#### ЗАДАНИЕ:
Объясните по тексту о враче Александре Васильевне, почему соседка, вернувшаяся с курорта, сказала ей: «вы первая, кто поставил мне диагноз». Ответьте одним–тремя предложениями.

---------- ТЕКСТ

Ежегодно второго января, в день памяти отца Иоанна, вот уже 15 лет в литературном музее собирается интеллигенция Архангельска. Вначале мы в Никольской церкви бываем на службе, вспоминаем батюшку, затем переходим в музей, хозяйка музея ставит пирог, и у нас начинается чаепитие. У иконы праведника горит лампада – и такое умиротворение у всех это вызывает. Помню, как-то шведы зашли и обрадовались: «О! Иоанне Кронштадтский!» – знают о нём.

...А вот на этом фото, 1900 года, посмотрите: это Сура – село, в котором я родилась. Меня в пять лет привезли оттуда. Большое, богатое было село.

Невидимое присутствие

– Александра Васильевна, вы не знали о том, что за человек был мамин дядя, но, быть может, как-то ощущалась эта связь с ним – на духовном уровне? – спросила я Александру Васильевну.

Она с готовностью откликнулась:

– Да, да! Я работала врачом около 50 лет (моя специализация «общая терапия», а ещё я организатор здравоохранения). Хлопотная была работа, связанная с постоянными поездками. Объехала весь Союз, часто в составе делегаций выезжала за рубеж – мы смотрели, как лечат наших советских людей. Так вот, изо всех сложнейших ситуаций я выходила, словно кто-то подавал руку помощи. И я всегда чувствовала в себе какую-то силу. Вы не поверите – я её до сих пор ощущаю. Какая-то, знаете, решимость. Недавний случай. Соседка вернулась с курорта, и смотрю – она ведёт себя не так, как до поездки. Я сказала ей: «Вам надо идти к невропатологу, обследоваться». Она сходила – обнаружили опухоль у основания головного мозга. Прооперировали. Хорошо, что вовремя. И когда она вышла из больницы (а у неё много знакомых врачей в Архангельске), сказала мне: «Александра Васильевна, вы первая, кто поставил мне диагноз». Вот, «поставила диагноз», а ведь я уже давно не работаю врачом. А у другой 65-летней соседки перелом бедра, ходить не может пока, и она мне сказала: «Александра Васильевна, вы вот что: пожалуйста, отремонтируйте почтовый ящик, приносите мне газеты, покупки какие-то делайте, оплачивайте счета». Вот сколько поручений дали мне, зная мой возраст, – рассмеялась Александра Васильевна, – и мне это не в тягость, стараюсь помочь. Так что какие-то данные, видимо, мне пришли от Иоанна Кронштадтского – я так считаю. У меня работа всегда ответственная была – работала главврачом детской клинической больницы и в других учреждениях, и Господь мне всегда помогал. Когда у сестричек было плохое настроение, коллеги мои им говорили: «Подойди к Александре Васильевне, и у тебя всё пройдёт». И сейчас Господь даёт мне силы. Вот вчера я просидела на конференции почти семь часов, не вставая, и не болели ни суставчики, ни поясничка. Я довольна, что могу ходить, помогать людям. Сейчас одной тяжелобольной женщине помогаю оформить первую группу инвалидности. И мне идут навстречу.

--------------------
---------- ЗАПИСИ

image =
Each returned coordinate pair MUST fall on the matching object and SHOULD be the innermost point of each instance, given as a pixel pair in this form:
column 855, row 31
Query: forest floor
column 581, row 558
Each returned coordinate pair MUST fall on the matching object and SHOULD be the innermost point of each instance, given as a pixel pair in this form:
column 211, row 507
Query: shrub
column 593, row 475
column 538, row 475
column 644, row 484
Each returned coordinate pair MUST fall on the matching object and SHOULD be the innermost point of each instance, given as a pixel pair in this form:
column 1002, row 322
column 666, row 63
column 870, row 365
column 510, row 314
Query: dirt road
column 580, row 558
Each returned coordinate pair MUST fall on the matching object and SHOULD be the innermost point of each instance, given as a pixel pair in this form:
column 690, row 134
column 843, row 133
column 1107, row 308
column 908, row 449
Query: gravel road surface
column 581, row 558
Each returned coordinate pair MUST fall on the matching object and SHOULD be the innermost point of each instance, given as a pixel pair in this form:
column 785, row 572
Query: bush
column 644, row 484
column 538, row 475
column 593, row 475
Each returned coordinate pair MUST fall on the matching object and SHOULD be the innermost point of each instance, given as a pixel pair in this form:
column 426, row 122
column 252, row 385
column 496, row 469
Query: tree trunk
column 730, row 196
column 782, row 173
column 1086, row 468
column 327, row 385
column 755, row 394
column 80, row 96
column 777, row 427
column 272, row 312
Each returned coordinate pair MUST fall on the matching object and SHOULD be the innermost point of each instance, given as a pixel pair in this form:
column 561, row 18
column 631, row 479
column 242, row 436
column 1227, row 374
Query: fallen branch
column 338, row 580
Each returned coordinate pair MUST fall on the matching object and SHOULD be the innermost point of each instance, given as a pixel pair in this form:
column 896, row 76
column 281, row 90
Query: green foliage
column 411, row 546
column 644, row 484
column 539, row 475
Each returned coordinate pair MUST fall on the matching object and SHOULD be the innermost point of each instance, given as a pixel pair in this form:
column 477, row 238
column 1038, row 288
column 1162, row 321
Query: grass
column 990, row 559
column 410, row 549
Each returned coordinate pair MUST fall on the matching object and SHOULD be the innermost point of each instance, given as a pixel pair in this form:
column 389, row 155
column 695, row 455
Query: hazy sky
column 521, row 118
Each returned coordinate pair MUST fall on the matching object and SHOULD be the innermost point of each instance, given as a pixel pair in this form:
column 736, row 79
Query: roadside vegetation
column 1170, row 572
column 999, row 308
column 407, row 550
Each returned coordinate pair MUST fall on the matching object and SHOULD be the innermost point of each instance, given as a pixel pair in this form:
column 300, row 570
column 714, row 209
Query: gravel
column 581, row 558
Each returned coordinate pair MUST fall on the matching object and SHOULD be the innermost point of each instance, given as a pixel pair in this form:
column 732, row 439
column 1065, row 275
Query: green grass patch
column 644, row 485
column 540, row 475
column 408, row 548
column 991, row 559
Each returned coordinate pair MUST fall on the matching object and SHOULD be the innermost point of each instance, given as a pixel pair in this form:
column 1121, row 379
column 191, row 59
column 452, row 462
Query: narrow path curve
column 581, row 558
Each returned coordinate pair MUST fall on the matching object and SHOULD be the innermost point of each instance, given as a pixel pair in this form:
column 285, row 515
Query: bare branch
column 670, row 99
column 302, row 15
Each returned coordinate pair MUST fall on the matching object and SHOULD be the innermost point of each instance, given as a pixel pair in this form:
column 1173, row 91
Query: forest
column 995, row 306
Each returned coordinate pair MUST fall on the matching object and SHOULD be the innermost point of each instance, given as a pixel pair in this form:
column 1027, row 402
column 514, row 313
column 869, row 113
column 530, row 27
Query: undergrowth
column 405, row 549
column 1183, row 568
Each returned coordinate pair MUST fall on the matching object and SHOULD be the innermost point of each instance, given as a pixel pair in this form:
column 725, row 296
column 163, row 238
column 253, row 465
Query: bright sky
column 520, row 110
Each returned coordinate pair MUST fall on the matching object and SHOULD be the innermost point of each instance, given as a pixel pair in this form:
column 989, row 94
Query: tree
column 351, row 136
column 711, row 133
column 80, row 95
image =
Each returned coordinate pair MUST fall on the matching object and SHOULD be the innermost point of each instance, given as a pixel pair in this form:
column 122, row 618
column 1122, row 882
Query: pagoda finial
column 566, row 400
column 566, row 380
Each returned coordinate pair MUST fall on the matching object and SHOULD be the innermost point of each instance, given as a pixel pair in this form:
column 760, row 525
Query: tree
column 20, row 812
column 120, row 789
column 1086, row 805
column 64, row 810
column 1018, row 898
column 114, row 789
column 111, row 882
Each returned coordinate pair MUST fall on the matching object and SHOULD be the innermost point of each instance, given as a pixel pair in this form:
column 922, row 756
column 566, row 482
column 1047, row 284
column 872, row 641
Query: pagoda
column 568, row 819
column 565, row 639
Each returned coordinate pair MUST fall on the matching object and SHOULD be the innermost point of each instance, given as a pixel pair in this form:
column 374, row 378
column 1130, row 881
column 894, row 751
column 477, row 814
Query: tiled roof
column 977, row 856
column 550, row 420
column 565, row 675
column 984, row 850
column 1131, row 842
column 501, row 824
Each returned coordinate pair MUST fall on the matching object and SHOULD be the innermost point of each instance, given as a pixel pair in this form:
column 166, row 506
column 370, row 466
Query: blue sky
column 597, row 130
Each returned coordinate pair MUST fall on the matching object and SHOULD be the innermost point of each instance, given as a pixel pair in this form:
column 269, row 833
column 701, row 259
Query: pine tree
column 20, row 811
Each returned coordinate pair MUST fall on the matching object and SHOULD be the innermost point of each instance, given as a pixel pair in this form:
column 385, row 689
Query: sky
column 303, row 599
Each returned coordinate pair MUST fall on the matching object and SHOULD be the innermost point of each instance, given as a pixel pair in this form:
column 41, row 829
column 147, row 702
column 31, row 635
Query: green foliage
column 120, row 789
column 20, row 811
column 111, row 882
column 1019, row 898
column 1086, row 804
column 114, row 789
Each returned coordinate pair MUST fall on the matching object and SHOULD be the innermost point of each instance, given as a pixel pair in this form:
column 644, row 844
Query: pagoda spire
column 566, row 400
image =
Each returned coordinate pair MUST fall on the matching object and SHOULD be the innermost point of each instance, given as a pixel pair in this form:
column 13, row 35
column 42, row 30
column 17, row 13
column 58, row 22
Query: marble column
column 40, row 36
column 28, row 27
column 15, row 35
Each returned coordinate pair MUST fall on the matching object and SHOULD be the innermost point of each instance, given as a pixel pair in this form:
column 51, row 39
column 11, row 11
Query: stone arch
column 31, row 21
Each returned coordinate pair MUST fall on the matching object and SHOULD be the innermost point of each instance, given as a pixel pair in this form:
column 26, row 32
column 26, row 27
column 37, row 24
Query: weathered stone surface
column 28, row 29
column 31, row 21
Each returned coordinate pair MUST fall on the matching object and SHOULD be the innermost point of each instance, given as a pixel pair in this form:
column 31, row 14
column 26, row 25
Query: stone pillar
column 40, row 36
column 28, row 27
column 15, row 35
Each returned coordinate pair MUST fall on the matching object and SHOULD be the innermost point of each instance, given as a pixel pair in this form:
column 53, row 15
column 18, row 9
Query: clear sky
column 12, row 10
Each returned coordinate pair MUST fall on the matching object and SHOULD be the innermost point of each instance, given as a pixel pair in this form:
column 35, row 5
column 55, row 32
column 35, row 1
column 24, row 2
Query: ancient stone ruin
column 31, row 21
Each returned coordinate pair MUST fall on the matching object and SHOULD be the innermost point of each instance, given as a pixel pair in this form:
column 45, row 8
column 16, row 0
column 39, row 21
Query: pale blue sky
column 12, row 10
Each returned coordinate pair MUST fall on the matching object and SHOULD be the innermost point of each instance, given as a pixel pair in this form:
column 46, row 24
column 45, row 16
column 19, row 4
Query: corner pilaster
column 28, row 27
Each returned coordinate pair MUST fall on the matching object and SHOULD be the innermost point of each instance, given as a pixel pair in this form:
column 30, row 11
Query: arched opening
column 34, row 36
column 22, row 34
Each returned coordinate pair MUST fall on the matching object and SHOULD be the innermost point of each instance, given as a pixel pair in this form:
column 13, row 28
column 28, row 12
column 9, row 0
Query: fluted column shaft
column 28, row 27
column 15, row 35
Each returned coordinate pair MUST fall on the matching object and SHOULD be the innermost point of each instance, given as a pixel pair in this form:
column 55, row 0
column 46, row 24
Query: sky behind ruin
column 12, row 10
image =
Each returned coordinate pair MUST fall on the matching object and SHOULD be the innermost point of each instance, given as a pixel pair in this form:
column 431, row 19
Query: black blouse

--------------------

#### ОТВЕТ:
Александра Васильевна заметила, что после поездки соседка ведёт себя не так, как раньше, и посоветовала ей сходить к невропатологу и обследоваться. Там у соседки обнаружили опухоль у основания головного мозга, и её вовремя прооперировали.